- _Stored data entries_:
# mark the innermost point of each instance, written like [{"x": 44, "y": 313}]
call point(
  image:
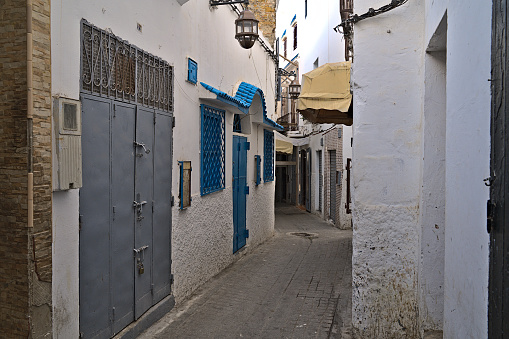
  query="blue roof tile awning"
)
[{"x": 243, "y": 100}]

- _Work required_: Transcribe every entry exactly, leaving out the pictures.

- _Task answer_:
# mark the innermost point of each instance, written like [{"x": 44, "y": 313}]
call point(
  image:
  query="blue roof tile awning"
)
[{"x": 243, "y": 100}]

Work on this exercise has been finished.